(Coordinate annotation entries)
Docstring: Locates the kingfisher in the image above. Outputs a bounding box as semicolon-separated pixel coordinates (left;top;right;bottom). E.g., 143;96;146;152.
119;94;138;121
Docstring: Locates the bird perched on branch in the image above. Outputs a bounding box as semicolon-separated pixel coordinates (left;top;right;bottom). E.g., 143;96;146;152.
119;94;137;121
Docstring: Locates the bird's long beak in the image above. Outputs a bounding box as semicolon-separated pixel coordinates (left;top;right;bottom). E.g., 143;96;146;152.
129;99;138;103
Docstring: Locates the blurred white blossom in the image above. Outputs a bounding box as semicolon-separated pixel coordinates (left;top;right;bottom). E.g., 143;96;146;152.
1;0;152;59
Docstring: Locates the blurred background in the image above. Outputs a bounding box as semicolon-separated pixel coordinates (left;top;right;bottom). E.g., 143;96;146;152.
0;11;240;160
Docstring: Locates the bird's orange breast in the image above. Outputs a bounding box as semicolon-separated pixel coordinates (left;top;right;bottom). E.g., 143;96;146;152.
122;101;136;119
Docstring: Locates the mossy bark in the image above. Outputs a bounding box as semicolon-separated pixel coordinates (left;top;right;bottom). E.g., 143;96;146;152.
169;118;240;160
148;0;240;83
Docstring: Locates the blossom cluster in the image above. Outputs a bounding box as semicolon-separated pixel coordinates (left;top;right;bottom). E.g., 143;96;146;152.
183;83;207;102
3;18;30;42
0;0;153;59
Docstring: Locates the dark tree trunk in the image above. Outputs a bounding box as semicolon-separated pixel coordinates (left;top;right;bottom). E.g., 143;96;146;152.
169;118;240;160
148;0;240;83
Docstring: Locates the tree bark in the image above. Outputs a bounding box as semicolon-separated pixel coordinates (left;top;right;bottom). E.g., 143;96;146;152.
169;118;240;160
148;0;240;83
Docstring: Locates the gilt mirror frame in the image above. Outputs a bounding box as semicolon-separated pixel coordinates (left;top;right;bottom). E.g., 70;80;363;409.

- EXERCISE BRIEF -
Rescale the records starting at the line that contains "Docstring: Locates the blurred background" and continuing through the end of the records. Reproduce every line in that span, multiplying each bounding-box coordinate in the answers by 0.4 and rounding to whole numbers with halves rounded up, and leave all other text unchanged, including the sample coordinates after "E.g.".

- WRITTEN RESPONSE -
Docstring: Locates the blurred background in the image above. Outputs a bounding box as semicolon-separated pixel coordinates (left;top;right;bottom). E.g., 143;96;146;152.
0;4;96;64
Docstring: Locates the bird's orange breast in the image above. Outputs a bounding box as semicolon-separated pixel coordinates (left;top;right;bottom). E.g., 143;96;146;152.
49;40;54;48
Docstring: Locates the mossy bark in the image above. Outputs a bounding box as semicolon-separated pixel coordinates (left;top;right;bottom). E.g., 143;96;146;152.
68;47;96;64
59;0;96;33
Docstring: Locates the blossom cluster in the image above. Outputs a bounding box as semicolon-separated pixel coordinates (left;top;right;bottom). E.g., 143;96;146;152.
73;33;83;41
1;7;12;17
0;0;61;24
Docstring: Locates the dark tree trunk in the image above. Outputs a bounding box as semicolon-separated pixel coordinates (left;top;right;bottom). E.g., 143;96;146;152.
68;47;96;64
59;0;96;33
Docstring: Locates the tree bark in the image above. Outputs a bounding box as semicolon-separated pixel coordinates (left;top;right;bottom). E.g., 143;96;146;152.
68;47;96;64
59;0;96;33
Docstring: Locates the gilt mirror frame in the image above. Outputs a bounding box as semicolon-separated pixel coordinates (left;top;right;bottom). E.g., 70;80;363;409.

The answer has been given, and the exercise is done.